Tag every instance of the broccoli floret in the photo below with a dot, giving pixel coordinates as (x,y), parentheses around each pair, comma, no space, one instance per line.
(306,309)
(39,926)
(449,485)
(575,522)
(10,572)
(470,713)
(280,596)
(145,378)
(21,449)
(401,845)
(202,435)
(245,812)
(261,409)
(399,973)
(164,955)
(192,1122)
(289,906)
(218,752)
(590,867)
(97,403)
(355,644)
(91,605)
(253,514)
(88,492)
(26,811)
----
Without any alteration, repeat each entry shown above.

### Response area
Tag every instance of the broccoli floret in the photo below with a dot, giving pixel coordinates as (x,y), parentheses around each pair, comma, no space, one instance per line.
(306,309)
(39,926)
(449,485)
(575,522)
(10,572)
(470,713)
(280,596)
(145,378)
(21,449)
(401,845)
(202,435)
(245,812)
(261,409)
(399,973)
(164,955)
(192,1122)
(289,906)
(218,752)
(590,867)
(97,403)
(355,644)
(91,605)
(253,514)
(88,492)
(26,811)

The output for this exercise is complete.